### TAREAS A REALIZAR
(1) Transcribe del texto sobre Rafael de Paula el fragmento que va de «Acabo de releer, con» a «bien o mal.».
(2) Según el texto sobre Rafael de Paula, ¿qué libro le llevó el autor al torero para que se lo firmara?
(3) Prosigue el texto sobre Rafael de Paula a partir de su última oración.

31.3.06

Despedida, 1


Acabo de releer, con lágrimas en los ojos, la crónica que escribió el maestro Joaquín Vidal el día que Rafael de Paula, hace casi veinte años, obró aquel prodigio en la Feria de Otoño de Las Ventas con un toro de Martínez Benavides. Nunca el toreo fue tan bello, se tituló la crónica, de la que me sigo sabiendo párrafos de memoria porque se ha convertido en un mojón de mi memoria, pero también porque Vidal sigue siendo un autor al que leo con frecuencia para saber si escribo bien o mal.
Después de aquella faena, finales de los ochenta, Rafael de Paula se dedicó a rememorarla. Yo estaba estudiando en Salamanca y allí acudió el maestro, a dar una conferencia. Paula habla lento pero habla muy bien y dice cosas muy hondas. Yo quería un autógrafo porque, Vidal interpuesto, también lo había mitificado, igual que antiguamente se fundaban peñas de toreros cuyos miembros jamás los habían visto torear, pero se los habían imaginado. Y le llevé mi libro más valioso, las obras completas de Virgilio, en latín, por supuesto. Y allí estampó una firma como una serpentina sin alharacas, como una revolera de un solo trazo, firme y cabal, pero con ese sentido del empaque y de las proporciones que sólo tienen los artistas. La firma fue tan firme que cuatro páginas después, si pasas la yema del dedo, aún se adivinan las huellas. Es como si la hubiera esculpido.

### Registros de datos
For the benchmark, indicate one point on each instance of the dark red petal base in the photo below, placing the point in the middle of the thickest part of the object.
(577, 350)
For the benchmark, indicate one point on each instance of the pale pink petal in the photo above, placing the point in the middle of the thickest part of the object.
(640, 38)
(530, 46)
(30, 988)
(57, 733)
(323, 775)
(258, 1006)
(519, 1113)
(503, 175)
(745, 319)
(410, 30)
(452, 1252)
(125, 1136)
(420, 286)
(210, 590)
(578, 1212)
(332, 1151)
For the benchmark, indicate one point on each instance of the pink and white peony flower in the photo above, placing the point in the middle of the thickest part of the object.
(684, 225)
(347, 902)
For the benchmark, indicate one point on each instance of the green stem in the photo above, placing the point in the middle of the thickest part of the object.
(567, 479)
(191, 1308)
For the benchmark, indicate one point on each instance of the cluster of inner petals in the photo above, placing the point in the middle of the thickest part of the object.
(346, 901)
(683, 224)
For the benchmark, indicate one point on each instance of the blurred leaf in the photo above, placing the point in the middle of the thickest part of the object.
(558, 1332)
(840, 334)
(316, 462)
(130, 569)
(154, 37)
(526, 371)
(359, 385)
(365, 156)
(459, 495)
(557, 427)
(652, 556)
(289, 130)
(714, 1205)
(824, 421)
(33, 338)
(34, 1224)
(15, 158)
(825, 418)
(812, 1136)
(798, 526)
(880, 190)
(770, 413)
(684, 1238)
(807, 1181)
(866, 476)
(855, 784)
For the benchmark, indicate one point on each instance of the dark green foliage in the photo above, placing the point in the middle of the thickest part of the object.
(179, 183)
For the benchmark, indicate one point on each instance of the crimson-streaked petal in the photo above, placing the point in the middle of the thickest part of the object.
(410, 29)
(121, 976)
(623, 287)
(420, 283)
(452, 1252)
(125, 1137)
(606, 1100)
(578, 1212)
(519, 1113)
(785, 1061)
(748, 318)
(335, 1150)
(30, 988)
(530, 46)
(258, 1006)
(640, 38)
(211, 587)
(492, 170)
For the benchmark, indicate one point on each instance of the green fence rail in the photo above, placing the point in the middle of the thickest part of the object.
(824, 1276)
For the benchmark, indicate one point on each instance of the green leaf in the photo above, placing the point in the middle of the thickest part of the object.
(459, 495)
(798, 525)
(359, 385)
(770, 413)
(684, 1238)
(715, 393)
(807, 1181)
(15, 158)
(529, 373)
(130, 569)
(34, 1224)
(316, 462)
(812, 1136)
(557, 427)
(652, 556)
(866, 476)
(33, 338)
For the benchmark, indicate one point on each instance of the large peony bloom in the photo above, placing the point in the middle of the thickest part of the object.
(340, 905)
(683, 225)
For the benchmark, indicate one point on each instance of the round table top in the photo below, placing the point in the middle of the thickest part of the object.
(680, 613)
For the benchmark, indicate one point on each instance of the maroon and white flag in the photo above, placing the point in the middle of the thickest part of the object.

### RESULTADOS POR TAREA
(1)
Acabo de releer, con lágrimas en los ojos, la crónica que escribió el maestro Joaquín Vidal el día que Rafael de Paula, hace casi veinte años, obró aquel prodigio en la Feria de Otoño de Las Ventas con un toro de Martínez Benavides. Nunca el toreo fue tan bello, se tituló la crónica, de la que me sigo sabiendo párrafos de memoria porque se ha convertido en un mojón de mi memoria, pero también porque Vidal sigue siendo un autor al que leo con frecuencia para saber si escribo bien o mal.

(2) Las obras completas de Virgilio, en latín.

(3)
Después lo he visto muchas veces torear, sobre todo en Madrid, aunque también he viajado para verlo. Y lo he escuchado, e incluso lo he leído. Incluso he visto las cenizas de su orgullo torear en condiciones patéticas, cuando ya no podía con las piernas. Siempre alargaba su carrera porque siempre ha vivido con la tortura de saber que aún no había llegado su gran momento, y porque el arte, a veces, es víctima de la disipación.
Mañana sábado, primero de abril, Las Ventas le rinde un homenaje. No piso una plaza de toros desde que se murió Joaquín Vidal y se retiró José Tomás. Durante este tiempo he pensado que no volvería, salvo que tuviera una buena razón para despedirme. He aquí la razón. Iremos a despedir a Rafael, cómo no, y de paso, en cierto modo, nos despediremos de un arte ya casi perdido que sin embargo, lo que son las cosas, me ha llegado a emocionar como ningún otro.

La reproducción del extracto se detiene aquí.